**FRAGMENTO PROPORCIONADO:**
★ ★ ★
Cuando regresé a casa, entrada la noche, en ese departamento al límite de la ciudad, en un cerro que ya no habito, simplemente quise subir por mi perro y llevarlo a caminar un poco. Comenzaba a lloviznar. De camino compré un cigarrillo: un marlboro o un camel (las marcas más vendidas, nunca mis favoritas). Prendí un cigarrillo y aspiré a profundidad mientras miraba el cielo seminublado, húmedo y teñido por la luna. Fumé, aspiré tan profundamente como pude una y otra vez. Aspiré también mi tristeza, mi miedo ante la incertidumbre que parece siempre rodear mi vida, y decidí que al menos una certeza podría darme: no volver a probar un cigarrillo nunca más.

No recuerdo otra cosa. No recuerdo qué más pensé ni cómo apagué el cigarrillo. Recuerdo apenas lo que dije; y haber llorado.

3 comentarios:

Iván *El Gato Azulgrana. dijo...
★ ★ ★
**CONSIGNA DE TRABAJO:** Copia la parte del fragmento que empieza con las palabras "Cuando regresé a" y termina con "y haber llorado.", pero cambia "perro" por "gato". Las entradas constituyen un material independiente del fragmento.

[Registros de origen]
★ ★ ★
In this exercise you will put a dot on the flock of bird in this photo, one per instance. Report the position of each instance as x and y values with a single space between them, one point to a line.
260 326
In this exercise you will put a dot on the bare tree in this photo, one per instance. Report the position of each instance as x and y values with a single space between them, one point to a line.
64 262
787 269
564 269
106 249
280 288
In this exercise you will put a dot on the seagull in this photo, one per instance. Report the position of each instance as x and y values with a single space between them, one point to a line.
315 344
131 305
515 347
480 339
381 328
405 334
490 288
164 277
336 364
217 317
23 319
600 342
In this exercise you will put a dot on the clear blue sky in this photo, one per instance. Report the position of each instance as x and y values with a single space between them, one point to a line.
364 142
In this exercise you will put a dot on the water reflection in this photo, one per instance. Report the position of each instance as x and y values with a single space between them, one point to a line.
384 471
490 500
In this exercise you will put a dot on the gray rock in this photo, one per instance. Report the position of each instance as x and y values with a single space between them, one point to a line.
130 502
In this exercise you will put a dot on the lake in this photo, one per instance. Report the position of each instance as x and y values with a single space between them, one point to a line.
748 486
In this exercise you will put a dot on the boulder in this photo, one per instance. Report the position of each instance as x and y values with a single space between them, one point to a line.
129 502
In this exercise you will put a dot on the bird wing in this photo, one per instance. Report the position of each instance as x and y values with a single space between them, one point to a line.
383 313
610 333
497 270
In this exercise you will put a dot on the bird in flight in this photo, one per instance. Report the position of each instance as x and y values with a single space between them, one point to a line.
★ ★ ★
**RESULTADO DEL EJERCICIO:**
Cuando regresé a casa, entrada la noche, en ese departamento al límite de la ciudad, en un cerro que ya no habito, simplemente quise subir por mi gato y llevarlo a caminar un poco. Comenzaba a lloviznar. De camino compré un cigarrillo: un marlboro o un camel (las marcas más vendidas, nunca mis favoritas). Prendí un cigarrillo y aspiré a profundidad mientras miraba el cielo seminublado, húmedo y teñido por la luna. Fumé, aspiré tan profundamente como pude una y otra vez. Aspiré también mi tristeza, mi miedo ante la incertidumbre que parece siempre rodear mi vida, y decidí que al menos una certeza podría darme: no volver a probar un cigarrillo nunca más.

No recuerdo otra cosa. No recuerdo qué más pensé ni cómo apagué el cigarrillo. Recuerdo apenas lo que dije; y haber llorado.